** START OF Source records **

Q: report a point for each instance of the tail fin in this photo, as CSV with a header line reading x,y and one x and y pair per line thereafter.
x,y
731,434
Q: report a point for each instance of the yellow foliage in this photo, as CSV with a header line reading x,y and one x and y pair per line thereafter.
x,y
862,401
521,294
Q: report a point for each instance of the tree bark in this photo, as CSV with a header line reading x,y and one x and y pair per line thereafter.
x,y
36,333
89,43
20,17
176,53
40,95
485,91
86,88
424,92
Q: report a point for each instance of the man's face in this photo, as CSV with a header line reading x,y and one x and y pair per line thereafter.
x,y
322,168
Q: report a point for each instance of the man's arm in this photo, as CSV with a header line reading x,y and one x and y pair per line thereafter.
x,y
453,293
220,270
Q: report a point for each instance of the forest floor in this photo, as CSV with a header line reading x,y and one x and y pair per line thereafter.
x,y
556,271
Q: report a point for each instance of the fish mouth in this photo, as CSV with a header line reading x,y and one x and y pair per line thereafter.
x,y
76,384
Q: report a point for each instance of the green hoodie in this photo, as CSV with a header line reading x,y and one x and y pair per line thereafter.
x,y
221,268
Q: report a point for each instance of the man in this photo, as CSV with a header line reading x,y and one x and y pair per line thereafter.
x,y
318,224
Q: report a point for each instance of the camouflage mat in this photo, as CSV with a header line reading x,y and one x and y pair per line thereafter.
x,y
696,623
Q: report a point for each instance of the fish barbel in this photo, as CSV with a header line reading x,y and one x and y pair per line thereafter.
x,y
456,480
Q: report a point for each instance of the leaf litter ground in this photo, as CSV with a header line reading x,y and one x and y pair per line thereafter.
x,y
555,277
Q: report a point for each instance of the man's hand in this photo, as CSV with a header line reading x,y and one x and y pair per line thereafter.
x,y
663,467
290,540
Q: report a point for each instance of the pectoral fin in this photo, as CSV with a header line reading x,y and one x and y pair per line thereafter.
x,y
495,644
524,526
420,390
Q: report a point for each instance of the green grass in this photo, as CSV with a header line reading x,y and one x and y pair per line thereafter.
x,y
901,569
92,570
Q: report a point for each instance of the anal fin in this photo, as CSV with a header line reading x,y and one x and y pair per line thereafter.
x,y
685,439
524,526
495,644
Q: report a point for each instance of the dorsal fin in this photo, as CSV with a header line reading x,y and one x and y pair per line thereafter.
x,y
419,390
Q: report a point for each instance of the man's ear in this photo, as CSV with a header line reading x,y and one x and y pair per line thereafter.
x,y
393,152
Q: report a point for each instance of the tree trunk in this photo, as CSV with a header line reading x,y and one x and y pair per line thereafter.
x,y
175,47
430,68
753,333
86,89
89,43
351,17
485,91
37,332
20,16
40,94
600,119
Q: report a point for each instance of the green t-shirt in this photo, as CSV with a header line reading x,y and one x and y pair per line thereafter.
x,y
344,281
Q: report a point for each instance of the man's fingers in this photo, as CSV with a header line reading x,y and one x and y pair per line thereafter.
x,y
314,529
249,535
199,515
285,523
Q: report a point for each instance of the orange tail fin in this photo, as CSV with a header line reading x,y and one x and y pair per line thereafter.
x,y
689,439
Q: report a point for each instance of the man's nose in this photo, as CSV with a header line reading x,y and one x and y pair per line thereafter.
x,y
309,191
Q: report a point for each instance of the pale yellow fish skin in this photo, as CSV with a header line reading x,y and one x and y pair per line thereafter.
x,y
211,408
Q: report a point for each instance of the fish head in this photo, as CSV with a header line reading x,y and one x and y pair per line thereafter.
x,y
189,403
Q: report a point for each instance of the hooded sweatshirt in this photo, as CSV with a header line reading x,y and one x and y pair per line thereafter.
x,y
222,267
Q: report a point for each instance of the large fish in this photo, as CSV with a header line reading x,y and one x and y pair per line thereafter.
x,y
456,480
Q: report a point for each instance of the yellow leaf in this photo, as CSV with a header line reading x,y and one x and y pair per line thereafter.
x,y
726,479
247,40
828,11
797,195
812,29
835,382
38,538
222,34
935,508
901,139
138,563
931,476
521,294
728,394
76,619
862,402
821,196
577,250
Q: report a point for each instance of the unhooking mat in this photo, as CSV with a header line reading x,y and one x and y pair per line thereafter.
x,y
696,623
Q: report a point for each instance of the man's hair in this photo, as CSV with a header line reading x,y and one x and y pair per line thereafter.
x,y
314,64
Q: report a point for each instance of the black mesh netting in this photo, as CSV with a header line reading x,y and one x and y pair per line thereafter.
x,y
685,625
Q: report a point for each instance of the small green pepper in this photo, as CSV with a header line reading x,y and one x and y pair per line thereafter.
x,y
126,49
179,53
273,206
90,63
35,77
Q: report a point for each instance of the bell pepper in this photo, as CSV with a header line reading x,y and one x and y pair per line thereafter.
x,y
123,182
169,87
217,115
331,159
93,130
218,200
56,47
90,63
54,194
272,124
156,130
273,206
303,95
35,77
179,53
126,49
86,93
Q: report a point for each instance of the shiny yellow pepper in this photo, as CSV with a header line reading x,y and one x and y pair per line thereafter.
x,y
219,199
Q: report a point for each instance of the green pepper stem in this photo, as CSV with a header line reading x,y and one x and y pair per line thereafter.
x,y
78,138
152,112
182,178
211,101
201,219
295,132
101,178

** END OF Source records **

* [Job] Print the material above once more, exactly.

* [Reply to the exercise]
Q: report a point for each instance of the tail fin in this photo, as CSV with a header line reading x,y and one x and y pair per line thereafter.
x,y
731,434
Q: report a point for each instance of the yellow foliage in this photo, as CSV with a header line reading x,y and one x and y pair per line thereafter.
x,y
862,401
521,294
Q: report a point for each instance of the tree bark in this photo, as CSV with a header line reading x,y and one x and y pair per line thereafter.
x,y
36,333
89,43
20,17
176,53
40,95
485,91
86,88
424,92
Q: report a point for each instance of the man's face in this photo, as CSV with a header line reading x,y and one x and y pair per line thereafter.
x,y
322,168
Q: report a point for each instance of the man's arm in this photo, as CSV with a header line reading x,y and one x and y pair per line thereafter.
x,y
453,293
220,270
Q: report a point for each instance of the forest floor in this photo, as CSV with a header line reading x,y and one x and y pair per line thereafter.
x,y
556,271
Q: report a point for each instance of the fish mouth in this photo, as CSV with a header line reading x,y and one x and y pair per line thereafter.
x,y
76,384
Q: report a point for each instance of the green hoodie in this photo, as CSV with a header line reading x,y and one x and y pair per line thereafter.
x,y
221,268
Q: report a point for each instance of the man in this photo, as CSV with a header line reading x,y and one x and y pair per line thereafter.
x,y
318,224
Q: report a point for each instance of the camouflage mat in this photo, as CSV with a header line reading x,y and one x and y pair per line thereafter.
x,y
696,623
Q: report a point for each instance of the fish barbel in this photo, as CSV with a header line reading x,y and one x and y pair per line thereafter.
x,y
456,480
Q: report a point for each instance of the leaf litter ground in this photo, as CSV with a header line reading x,y and one x and y pair per line thereafter.
x,y
555,277
Q: report a point for each instance of the man's hand in this photo, as CSV with a header line reading x,y and one x and y pair per line thereafter.
x,y
663,467
290,540
Q: report a point for each instance of the pectoral fin in this photo, as CSV with a header line reading x,y and one x and y pair per line thereafter.
x,y
495,644
524,526
420,390
Q: report a point for each instance of the green grass in this photo, as CSV with a header line reading x,y and one x and y pair per line thereafter.
x,y
901,569
92,570
Q: report a point for each instance of the anal fin in this photo, as CSV with a header line reading x,y and one x and y pair per line thereafter.
x,y
685,439
524,526
495,644
Q: report a point for each instance of the dorsal fin in this photo, as CSV with a header line reading x,y and one x and y pair per line thereafter.
x,y
419,390
Q: report a point for each instance of the man's ear in this photo, as CSV with a header line reading x,y and one x and y pair per line thereafter.
x,y
393,152
Q: report a point for each instance of the tree trunk in this photo, as CSV with a header line reading x,y and one x and y pair per line thereafter.
x,y
175,47
430,68
753,333
86,89
89,43
351,17
485,91
37,332
20,16
40,94
600,119
Q: report a point for each instance of the green t-shirt in this photo, as CSV with a header line reading x,y and one x and y pair per line thereafter.
x,y
344,281
Q: report a point for each instance of the man's fingers in this photo, as CSV with a header line reading x,y and one x and y pair per line thereafter.
x,y
314,529
249,535
199,515
285,523
Q: report a point for each instance of the orange tail fin in this photo, as CSV with a header line reading x,y and one x and y pair per line thereafter.
x,y
689,439
Q: report a point for each instance of the man's nose in this photo, as CSV with a header line reading x,y and one x and y pair per line thereafter.
x,y
309,191
Q: report a point for each instance of the pale yellow fish skin in this photo, as CSV with a header line reading x,y and one x and y pair per line thereafter.
x,y
211,408
Q: report a point for each instance of the fish head in this photo, as CSV with a header line reading x,y and one x and y pair per line thereafter.
x,y
189,403
Q: report a point for each instance of the hooded sweatshirt in this photo, as CSV with a header line reading x,y and one x and y pair per line thereafter.
x,y
222,267
Q: report a point for each instance of the large fish in this photo, as CSV with a header line reading x,y and one x and y pair per line thereafter.
x,y
456,480
Q: report a point for each instance of the yellow leaf in this photo, as CSV with a header line reading x,y and one x and y pair per line thereafter.
x,y
726,479
247,40
828,11
797,195
812,29
835,382
38,538
222,34
935,508
901,139
138,563
931,476
521,294
728,394
76,619
862,402
821,196
577,250
Q: report a point for each instance of the unhooking mat in this photo, as CSV with a header line reading x,y and one x and y pair per line thereafter.
x,y
696,623
Q: report a point for each instance of the man's hair in this photo, as CSV with a header line reading x,y and one x and y pair per line thereafter.
x,y
314,64
Q: report a point for each instance of the black mesh netting in this photo, as CSV with a header line reading x,y and one x and y pair per line thereafter.
x,y
685,625
Q: report a point for each instance of the small green pepper in this photo, as CSV with a header line reading x,y and one x and y pair per line thereafter.
x,y
126,49
179,53
273,206
90,63
35,77
Q: report a point for each instance of the bell pepper in this photo, as CSV with a header line reading x,y and one x and y pair per line thereafter.
x,y
123,182
169,87
217,115
331,159
93,130
218,200
56,47
90,63
54,194
272,124
156,130
273,206
303,95
35,77
179,53
126,49
86,93
Q: report a point for each instance of the shiny yellow pepper in this photo, as CSV with a header line reading x,y and one x and y pair per line thereafter.
x,y
219,199
Q: report a point for each instance of the green pepper stem in this photo, as CSV with a header line reading x,y and one x and y pair per line thereafter.
x,y
78,138
152,112
182,178
211,101
201,219
295,132
101,178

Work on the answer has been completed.